Task item:
Reproduce exactly the lines of the material beneath, from the line that contains "For each instance of the stone" to the line that contains "For each instance of the woman", both included, and no other lines.
### Recorded information ###
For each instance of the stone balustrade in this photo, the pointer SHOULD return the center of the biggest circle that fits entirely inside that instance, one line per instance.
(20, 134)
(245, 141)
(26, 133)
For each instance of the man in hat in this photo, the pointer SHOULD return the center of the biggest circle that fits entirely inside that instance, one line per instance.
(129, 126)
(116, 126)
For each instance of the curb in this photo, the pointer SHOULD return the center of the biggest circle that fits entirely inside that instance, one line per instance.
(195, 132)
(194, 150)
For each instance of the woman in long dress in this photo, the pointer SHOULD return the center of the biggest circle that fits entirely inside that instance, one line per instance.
###
### Recorded information ###
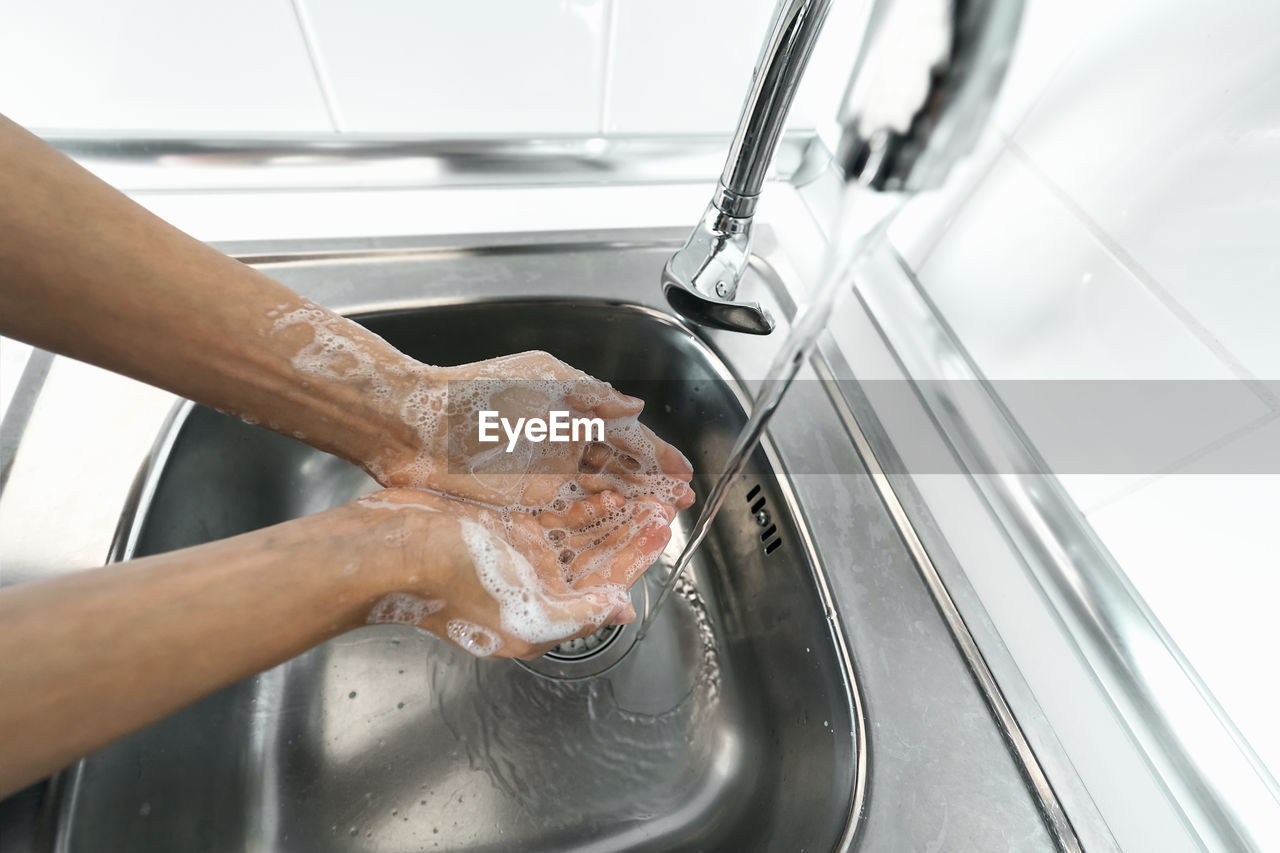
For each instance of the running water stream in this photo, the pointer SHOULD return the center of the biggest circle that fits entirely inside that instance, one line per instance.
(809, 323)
###
Task solution:
For each instance of the stone balustrade in this photo, the pointer SHOULD return the center of the biggest circle that fits entirely inside that instance, one line per instance.
(20, 134)
(245, 141)
(26, 133)
For each instance of the man in hat in this photo, the pointer SHOULD return the center of the biggest circle that fits entirely inside that instance, one line per instance.
(129, 126)
(116, 126)
For each instance of the curb in this photo, the pointer SHOULD return the center of the biggest circle that fits entirely inside that instance, one line per instance.
(195, 132)
(194, 150)
For each instance of the woman in long dress in this photo, the pointer SHOULD return the center of the biggest circle that fits entirely inside that instance, one line per instance.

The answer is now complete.